**EXERCISE PROMPT:**
Copy the lines below word for word, leaving out the picture.

**DATA ROWS:**
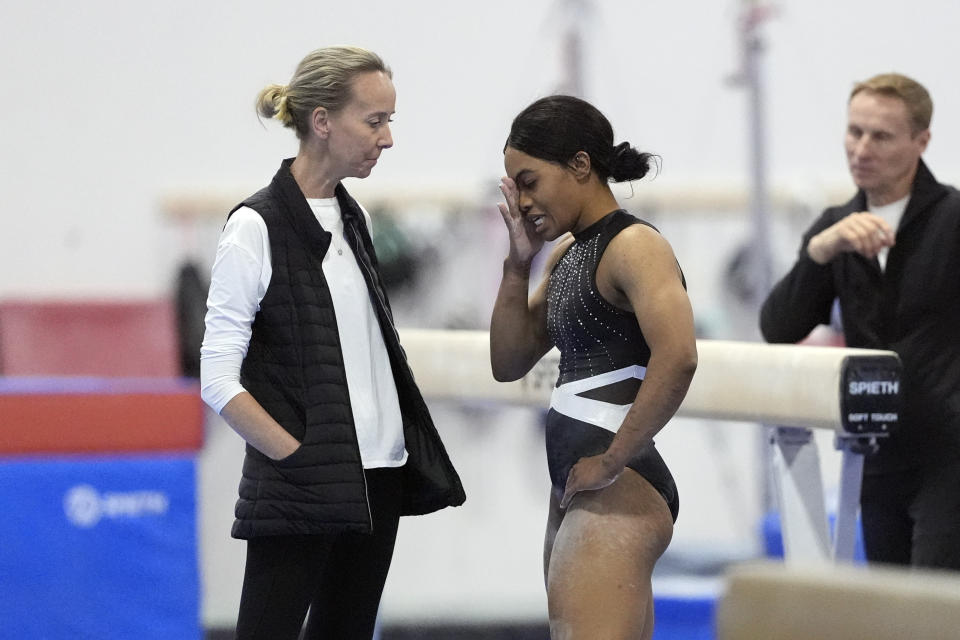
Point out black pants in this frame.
[860,462,960,570]
[236,468,403,640]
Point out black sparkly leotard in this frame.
[546,210,680,521]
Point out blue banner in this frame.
[0,455,202,640]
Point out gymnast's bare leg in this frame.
[544,469,673,640]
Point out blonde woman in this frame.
[201,47,464,640]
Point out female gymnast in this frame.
[490,96,697,640]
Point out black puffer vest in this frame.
[231,159,465,538]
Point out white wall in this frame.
[0,0,960,296]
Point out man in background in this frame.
[760,73,960,569]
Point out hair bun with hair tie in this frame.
[274,87,290,124]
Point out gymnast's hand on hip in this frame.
[560,453,626,509]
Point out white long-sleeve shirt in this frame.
[200,198,407,469]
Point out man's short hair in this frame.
[850,73,933,135]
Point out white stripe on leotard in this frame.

**SOLVED EXERCISE:**
Point out black pants in this frame.
[860,462,960,570]
[236,468,403,640]
Point out black sparkly leotard in this frame.
[546,210,680,521]
Point out blue banner in this frame.
[0,455,202,640]
Point out gymnast's bare leg in this frame.
[544,469,673,640]
Point out blonde woman in this frame.
[201,47,464,640]
Point out female gymnast in this frame.
[490,96,697,640]
Point out black puffer vest in this frame.
[231,159,465,538]
Point out white wall in this frame.
[0,0,960,296]
Point out man in background in this frame.
[760,73,960,569]
Point out hair bun with hair tie in this frame.
[274,87,290,124]
Point out gymnast's hand on hip in this frame.
[560,453,626,509]
Point out white long-sleeve shirt in this frame.
[200,198,407,469]
Point out man's short hair in this frame.
[850,73,933,135]
Point out white stripe on leotard in this frame.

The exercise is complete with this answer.